Instruction A: Count the lines in the entries that follow the forum discussion below and contain the string "small", treating case as significant. Give only that number.

Reading text:
○ ○ ○ ○ ○ ○ ○

So I suppose if it were me… CR 46-50 minimum, gradually approaching 60+ for the most powerful fiends? Book of Vile Darkness suggests the application of single-digit divine ranks, but considering Graz'zt operates three layers of the Abyss I can imagine he, and certainly Asmodeous, being more powerful at home.


"THIS ISN'T EVEN MY FINAL FORM!"
"ARRGH! I HATE FILING TAXES!" (http://www.vgcats.com/comics/?strip_id=335)

Incanur
2016-04-14, 11:12 AM
If you extrapolate based on how powerful deities can be under 3.5 epic rules, accepting the principle that demon lords and archdevils are as powerful as deities or nearly so, then they should be much more powerful than any existing states that I've seen. The salient divine ability Alter Reality alone makes 3.x deities absurdly powerful if properly (ab)used. It gets even sillier with epic spells. For example, give a deity full caster levels and have them use Alter Reality to mimic simulacrum repeatedly, then have the simulacra donate 9th-level (or higher) slots to epic spells.

So 3.x deities approach rule-zero levels of power according to the RAW, despite how their stats look on first glance. You just have to optimize, as with anything else.

Personally, in my version of Forgotten Realms, deities and the mightiest archfiends resemble averagish-showing top-tier comics characters like Thor or Superman. A greater deities basic attack is equivalent to a small nuclear bomb, capable of mostly destroying a city.

Lord Ao, by contrast, is akin to a full-potential (CBR) comics top-tier character, able to destroy planets at a whim.

MrStabby
2016-04-14, 04:15 PM
Pretty powerful, but circumstantially of immense power.

I see them as malevolent - scheming and never ever passive. You dont stroll into the hells and kill one of these things. They know you are coming, they don't just wait, they attack when you are exhausted, in your sleep, out of spells... Their power in their own domain is even more powerful, able to turn their environment against you - if you want to defeat them you have to wrest their domain from them whilst they are out to specifically ruin your day.

Segev
2016-04-14, 04:39 PM
Asmodeus - especially in the heart of his power - should be like facing Darkseid when he finally gained the Anti-Life Equation. (https://modernmythologies.files.wordpress.com/2014/05/power_of_the_anti-life_equation.jpg) Every soul is his. Everything there is built from a soul he owns. There is no will save his, for his will is Law and and Evil is his will.

○ ○ ○ ○ ○ ○ ○

Data to use:
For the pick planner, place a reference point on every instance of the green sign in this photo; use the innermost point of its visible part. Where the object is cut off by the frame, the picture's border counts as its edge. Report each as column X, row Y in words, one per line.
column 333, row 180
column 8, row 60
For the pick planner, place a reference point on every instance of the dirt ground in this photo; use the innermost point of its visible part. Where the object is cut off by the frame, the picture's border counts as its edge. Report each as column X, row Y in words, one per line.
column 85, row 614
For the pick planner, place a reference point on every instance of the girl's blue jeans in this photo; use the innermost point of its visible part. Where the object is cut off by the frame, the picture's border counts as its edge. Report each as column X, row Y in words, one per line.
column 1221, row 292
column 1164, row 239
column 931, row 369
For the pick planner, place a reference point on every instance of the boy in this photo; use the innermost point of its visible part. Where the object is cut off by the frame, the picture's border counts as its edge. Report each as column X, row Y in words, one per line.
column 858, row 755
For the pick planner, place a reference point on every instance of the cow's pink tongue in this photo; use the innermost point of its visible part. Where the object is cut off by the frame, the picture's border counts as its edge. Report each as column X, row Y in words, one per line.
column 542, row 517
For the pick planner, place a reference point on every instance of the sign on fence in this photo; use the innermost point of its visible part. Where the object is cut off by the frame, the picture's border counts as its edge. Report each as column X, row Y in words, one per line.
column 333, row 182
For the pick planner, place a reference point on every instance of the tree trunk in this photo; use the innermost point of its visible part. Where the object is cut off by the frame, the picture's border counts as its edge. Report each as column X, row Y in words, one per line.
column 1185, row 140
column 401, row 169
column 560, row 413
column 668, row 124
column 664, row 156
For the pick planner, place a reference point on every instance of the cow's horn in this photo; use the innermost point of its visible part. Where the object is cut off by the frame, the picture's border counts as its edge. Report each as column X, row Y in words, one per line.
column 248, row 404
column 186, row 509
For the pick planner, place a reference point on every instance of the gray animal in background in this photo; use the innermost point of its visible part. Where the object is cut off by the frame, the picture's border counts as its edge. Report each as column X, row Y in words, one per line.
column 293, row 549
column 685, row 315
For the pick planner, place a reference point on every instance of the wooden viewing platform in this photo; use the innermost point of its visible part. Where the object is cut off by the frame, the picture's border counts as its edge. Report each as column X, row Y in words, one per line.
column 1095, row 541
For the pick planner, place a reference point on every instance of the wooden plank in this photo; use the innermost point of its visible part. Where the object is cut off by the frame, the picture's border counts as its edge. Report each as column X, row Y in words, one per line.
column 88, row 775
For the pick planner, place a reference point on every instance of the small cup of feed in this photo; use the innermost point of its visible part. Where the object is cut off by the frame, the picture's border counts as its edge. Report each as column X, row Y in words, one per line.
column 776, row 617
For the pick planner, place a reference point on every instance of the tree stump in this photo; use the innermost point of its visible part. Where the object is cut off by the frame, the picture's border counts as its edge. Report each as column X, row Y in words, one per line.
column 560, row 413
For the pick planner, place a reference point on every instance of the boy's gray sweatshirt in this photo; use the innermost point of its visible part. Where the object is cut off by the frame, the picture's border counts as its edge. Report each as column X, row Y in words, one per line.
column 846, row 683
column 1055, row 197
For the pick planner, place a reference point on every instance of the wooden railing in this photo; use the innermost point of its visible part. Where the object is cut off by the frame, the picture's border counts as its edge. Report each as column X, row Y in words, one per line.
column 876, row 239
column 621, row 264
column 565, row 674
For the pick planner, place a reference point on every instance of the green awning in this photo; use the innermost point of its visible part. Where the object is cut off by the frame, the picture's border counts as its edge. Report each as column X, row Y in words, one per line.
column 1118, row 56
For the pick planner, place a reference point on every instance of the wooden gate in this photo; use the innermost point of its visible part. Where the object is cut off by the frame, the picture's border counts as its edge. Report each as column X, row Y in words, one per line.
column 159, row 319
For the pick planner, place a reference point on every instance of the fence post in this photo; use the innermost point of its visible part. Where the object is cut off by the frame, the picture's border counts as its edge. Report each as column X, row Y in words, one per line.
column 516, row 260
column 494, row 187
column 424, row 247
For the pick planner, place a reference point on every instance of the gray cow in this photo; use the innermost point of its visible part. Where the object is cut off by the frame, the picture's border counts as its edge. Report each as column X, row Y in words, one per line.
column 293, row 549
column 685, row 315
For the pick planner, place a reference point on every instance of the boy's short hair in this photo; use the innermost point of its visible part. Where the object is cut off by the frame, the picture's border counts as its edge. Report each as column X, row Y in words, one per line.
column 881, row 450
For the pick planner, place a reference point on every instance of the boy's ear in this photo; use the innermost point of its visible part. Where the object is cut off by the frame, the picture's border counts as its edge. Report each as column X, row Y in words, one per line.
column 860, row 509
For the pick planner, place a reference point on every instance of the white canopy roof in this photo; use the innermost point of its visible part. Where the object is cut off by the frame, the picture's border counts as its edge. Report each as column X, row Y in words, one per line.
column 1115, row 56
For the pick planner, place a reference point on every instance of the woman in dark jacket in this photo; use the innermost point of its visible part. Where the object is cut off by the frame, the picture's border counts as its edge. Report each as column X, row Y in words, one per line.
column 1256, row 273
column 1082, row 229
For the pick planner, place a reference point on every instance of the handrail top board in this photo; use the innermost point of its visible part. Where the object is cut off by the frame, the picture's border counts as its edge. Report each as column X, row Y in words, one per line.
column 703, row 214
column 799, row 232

○ ○ ○ ○ ○ ○ ○

Instruction B:
Answer these questions from the forum discussion above:
(i) Which book is said to suggest applying single-digit divine ranks?
(ii) What is Lord Ao described as able to destroy at a whim?
(iii) Asmodeus, in the heart of his power, should be like facing which character at which moment?

Task solution A: 1

Task solution B:
(i) Book of Vile Darkness
(ii) Planets
(iii) Darkseid when he finally gained the Anti-Life Equation